ФРАГМЕНТ ДОКУМЕНТА:
·····

Современный вид усадьбы

Волконская не ответила взаимностью (разница в возрасте у них была шестнадцать лет), но оценила по достоинству чувства молодого поэта. Как-то в один из вечеров Волконская подарила Веневитинову на память старинный перстень, найденный при раскопках Геркуланума. Он решил надеть этот перстень или на свадьбу, или перед смертью. Этому перстню Веневитинов посвятил стихотворения “Завещание” и “К моему перстню”, в последнем он писал:

Когда же я в час смерти буду 

Прощаться с тем, 

Что здесь люблю, 

Тебя в прощанье не забуду: 

Тогда я друга умолю, 

Чтоб он с моей руки холодной 

Тебя, мой перстень, не снимал, 

Чтоб нас и гроб не разлучал.

Глубокое и неразделенное чувство к Волконской явилось одной из причин отъезда Веневитинова в Петербург в октябре 1826 года. После чего Дмитрию Веневитинову и Александру Пушкину уже не суждено было свидеться. При въезде в Петербург Веневитинов был арестован по подозрению в причастности к заговору. Проведя три дня под арестом, он заболел. После этого в марте, возвращаясь легко одетым с бала, Веневитинов сильно простудился и вскоре умер. «Как вы допустили его умереть?» – передавали современники восклицание Пушкина, узнавшего о смерти поэта в двадцать один год.

Исполняя волю Веневитинова, друзья «в час смерти» на его руку надели перстень Волконской. Когда в 1930 году прах Веневитинова переносили из Симонова монастыря на Новодевичье кладбище, будущей женой реставратора Петра Барановского Марией Юрьевной был найден и знаменитый перстень из Геркуланума. Он хранится ныне в Литературном музее.

·····

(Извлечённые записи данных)
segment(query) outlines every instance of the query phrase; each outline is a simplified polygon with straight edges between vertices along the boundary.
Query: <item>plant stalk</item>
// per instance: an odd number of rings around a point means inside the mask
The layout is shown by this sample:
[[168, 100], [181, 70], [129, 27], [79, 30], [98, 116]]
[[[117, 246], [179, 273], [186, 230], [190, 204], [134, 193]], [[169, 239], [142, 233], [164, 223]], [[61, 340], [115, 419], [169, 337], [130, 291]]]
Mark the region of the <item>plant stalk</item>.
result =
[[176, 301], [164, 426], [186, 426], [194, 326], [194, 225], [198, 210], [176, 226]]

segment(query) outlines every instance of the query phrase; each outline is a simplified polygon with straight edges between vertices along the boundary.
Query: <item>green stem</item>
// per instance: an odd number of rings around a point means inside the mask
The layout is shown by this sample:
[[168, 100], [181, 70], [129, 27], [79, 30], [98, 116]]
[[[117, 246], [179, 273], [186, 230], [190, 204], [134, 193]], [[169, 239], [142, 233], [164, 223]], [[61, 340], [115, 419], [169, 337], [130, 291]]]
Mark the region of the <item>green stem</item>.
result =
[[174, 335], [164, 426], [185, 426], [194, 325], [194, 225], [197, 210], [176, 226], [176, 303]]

·····

Отредактируйте отрывок текста о Веневитинове между словами «Исполняя волю Веневитинова, друзья» и «в Литературном музее.» включительно, заменив «Симонова монастыря» на «Донского монастыря».

Исполняя волю Веневитинова, друзья «в час смерти» на его руку надели перстень Волконской. Когда в 1930 году прах Веневитинова переносили из Донского монастыря на Новодевичье кладбище, будущей женой реставратора Петра Барановского Марией Юрьевной был найден и знаменитый перстень из Геркуланума. Он хранится ныне в Литературном музее.